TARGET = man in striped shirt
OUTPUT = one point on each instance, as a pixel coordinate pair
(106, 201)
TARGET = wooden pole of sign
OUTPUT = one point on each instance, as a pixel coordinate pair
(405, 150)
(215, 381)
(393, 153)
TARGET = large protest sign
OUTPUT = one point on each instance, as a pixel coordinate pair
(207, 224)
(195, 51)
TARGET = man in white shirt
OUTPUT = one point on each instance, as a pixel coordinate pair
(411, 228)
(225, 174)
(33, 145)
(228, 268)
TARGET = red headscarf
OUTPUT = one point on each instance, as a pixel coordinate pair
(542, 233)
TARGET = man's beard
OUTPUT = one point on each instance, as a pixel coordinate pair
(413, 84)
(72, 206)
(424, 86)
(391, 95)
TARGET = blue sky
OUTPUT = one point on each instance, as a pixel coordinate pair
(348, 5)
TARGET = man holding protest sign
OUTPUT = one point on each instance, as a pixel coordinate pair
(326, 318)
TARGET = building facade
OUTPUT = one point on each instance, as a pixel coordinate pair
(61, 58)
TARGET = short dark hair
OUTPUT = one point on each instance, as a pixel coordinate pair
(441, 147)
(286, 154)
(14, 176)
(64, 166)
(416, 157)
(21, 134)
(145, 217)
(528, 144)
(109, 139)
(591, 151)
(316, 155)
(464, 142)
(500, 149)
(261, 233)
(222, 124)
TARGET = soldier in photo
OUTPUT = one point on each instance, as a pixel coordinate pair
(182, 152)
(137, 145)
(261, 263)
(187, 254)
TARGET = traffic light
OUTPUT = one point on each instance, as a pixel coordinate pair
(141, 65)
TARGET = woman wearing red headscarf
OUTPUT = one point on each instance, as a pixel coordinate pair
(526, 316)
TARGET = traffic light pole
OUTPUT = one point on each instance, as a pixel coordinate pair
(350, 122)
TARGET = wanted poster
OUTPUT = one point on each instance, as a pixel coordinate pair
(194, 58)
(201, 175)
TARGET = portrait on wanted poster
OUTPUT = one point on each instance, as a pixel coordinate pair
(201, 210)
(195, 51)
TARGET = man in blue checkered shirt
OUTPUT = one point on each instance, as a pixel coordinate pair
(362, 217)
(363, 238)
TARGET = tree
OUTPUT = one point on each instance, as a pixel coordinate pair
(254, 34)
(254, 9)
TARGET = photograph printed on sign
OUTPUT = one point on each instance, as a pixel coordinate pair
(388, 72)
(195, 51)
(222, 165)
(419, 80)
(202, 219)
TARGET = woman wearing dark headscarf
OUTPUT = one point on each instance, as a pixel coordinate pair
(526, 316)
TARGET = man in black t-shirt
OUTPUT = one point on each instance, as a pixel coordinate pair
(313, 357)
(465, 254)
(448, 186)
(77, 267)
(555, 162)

---------------

Rewrite every line from the one containing "TARGET = soldier in photo" through the last line above, keeping every line in place and offsetting each answer coordinate by adding 87 to it. Leave all other lines unchanged.

TARGET = soldier in photo
OUTPUT = one point on each instance, as a pixel coordinate pair
(269, 239)
(224, 232)
(348, 350)
(274, 341)
TARGET = traffic light
OUTPUT = one point on each instance, as a pixel coordinate pair
(228, 152)
TARGET = woman wearing red headscarf
OUTPUT = one point on each instance, as a pixel coordinate pair
(613, 403)
TARGET = traffic light pole
OUTPUT = one point on each instance, as a pixel coordinate pair
(437, 209)
TARGET = wanted poster
OUTPUT = one point on each instance, as a pixel coordinate pair
(281, 145)
(288, 262)
TARGET = portrait on wanted poster
OUTPUT = one point on each instance, as a pixel coordinate pair
(288, 297)
(282, 138)
TARGET = man in blue checkered shirt
OUTPUT = one point on each instance, as a pixel coordinate pair
(449, 304)
(450, 325)
TARGET = tree
OUTPUT = one point on each instance, as a pixel coordinate pair
(341, 121)
(341, 96)
TARGET = photograph printed on sign
OUTPUT = one point on each instance, as a pixel coordinate pair
(475, 159)
(282, 138)
(309, 252)
(506, 167)
(289, 306)
TARGET = woman wearing dark headscarf
OUTPUT = one point on each instance, as a pixel coordinate pair
(613, 403)
TARGET = man in black t-shirt
OUTPUT = one point on each instance, as a pixel coordinate pair
(400, 444)
(552, 341)
(535, 273)
(164, 354)
(642, 249)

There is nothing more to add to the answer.